**Task requirements**
Can you reproduce, character for character, every line of the material from the one containing "144L182 150L183 145L221" through the final line, including both?

Material provided section start

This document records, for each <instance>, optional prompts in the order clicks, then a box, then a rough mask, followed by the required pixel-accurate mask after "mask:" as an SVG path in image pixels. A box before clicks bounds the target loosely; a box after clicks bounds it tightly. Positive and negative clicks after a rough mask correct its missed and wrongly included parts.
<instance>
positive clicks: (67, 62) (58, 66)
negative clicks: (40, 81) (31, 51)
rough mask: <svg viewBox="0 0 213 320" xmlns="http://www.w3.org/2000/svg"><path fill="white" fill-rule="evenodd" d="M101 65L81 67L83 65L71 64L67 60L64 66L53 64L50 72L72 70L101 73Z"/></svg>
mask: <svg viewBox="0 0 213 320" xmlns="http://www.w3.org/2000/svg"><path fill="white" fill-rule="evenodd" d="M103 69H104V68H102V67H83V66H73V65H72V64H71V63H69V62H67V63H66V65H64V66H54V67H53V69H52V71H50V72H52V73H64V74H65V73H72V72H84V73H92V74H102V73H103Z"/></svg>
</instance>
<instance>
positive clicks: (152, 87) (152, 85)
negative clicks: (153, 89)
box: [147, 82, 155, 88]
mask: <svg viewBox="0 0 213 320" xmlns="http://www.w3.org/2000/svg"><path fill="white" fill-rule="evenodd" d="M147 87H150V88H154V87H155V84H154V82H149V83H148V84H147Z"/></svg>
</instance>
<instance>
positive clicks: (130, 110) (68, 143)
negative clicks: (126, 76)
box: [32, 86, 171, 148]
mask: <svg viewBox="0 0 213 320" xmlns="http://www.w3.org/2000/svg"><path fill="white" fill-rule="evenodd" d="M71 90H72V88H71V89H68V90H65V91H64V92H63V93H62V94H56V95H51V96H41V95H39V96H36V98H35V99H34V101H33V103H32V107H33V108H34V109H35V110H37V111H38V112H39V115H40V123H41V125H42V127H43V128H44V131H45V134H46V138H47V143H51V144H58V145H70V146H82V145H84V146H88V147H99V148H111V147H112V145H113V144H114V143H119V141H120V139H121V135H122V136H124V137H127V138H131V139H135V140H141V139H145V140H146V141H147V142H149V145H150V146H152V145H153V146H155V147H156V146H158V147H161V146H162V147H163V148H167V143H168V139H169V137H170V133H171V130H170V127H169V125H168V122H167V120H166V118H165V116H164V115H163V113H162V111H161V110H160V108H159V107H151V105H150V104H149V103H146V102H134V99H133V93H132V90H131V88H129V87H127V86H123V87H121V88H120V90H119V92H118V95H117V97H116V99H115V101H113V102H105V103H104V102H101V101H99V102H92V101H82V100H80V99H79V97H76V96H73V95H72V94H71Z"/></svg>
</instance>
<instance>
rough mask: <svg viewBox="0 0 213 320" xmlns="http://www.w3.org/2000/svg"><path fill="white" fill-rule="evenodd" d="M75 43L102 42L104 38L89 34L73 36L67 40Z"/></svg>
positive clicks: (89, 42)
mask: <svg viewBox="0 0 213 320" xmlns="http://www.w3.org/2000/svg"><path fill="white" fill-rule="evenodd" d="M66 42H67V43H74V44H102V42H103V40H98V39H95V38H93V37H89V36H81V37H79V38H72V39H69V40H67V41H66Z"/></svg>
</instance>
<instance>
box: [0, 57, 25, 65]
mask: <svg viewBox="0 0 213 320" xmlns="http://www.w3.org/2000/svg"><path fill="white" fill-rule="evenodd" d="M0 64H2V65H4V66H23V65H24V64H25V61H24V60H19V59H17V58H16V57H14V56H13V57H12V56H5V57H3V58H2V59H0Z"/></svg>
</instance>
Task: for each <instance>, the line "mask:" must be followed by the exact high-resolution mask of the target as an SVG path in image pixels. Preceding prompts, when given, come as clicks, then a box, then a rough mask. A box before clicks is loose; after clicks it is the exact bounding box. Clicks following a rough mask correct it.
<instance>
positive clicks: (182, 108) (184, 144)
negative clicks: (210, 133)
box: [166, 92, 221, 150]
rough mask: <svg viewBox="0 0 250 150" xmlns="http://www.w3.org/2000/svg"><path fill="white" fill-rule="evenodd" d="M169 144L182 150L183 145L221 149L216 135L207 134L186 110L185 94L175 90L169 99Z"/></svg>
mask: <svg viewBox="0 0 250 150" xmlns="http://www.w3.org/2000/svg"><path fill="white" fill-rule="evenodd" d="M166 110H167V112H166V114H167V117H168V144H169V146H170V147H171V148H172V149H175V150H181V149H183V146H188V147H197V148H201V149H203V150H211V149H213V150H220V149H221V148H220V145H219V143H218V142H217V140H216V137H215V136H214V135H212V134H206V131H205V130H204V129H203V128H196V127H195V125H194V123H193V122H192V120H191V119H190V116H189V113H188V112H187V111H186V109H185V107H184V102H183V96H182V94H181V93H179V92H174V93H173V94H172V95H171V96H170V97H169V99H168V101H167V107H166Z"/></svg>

Material provided section end

**Output**
rough mask: <svg viewBox="0 0 250 150" xmlns="http://www.w3.org/2000/svg"><path fill="white" fill-rule="evenodd" d="M169 144L182 150L183 145L221 149L216 135L207 134L186 110L185 94L175 90L169 99Z"/></svg>
mask: <svg viewBox="0 0 250 150" xmlns="http://www.w3.org/2000/svg"><path fill="white" fill-rule="evenodd" d="M166 110H167V112H166V114H167V117H168V144H169V146H170V147H171V148H172V149H175V150H181V149H183V146H188V147H197V148H201V149H203V150H211V149H213V150H220V149H221V148H220V145H219V143H218V142H217V140H216V137H215V136H214V135H212V134H206V131H205V130H204V129H203V128H196V127H195V125H194V123H193V122H192V120H191V119H190V116H189V113H188V112H187V111H186V109H185V107H184V102H183V96H182V94H181V93H179V92H174V93H173V94H172V95H171V96H170V97H169V99H168V101H167V107H166Z"/></svg>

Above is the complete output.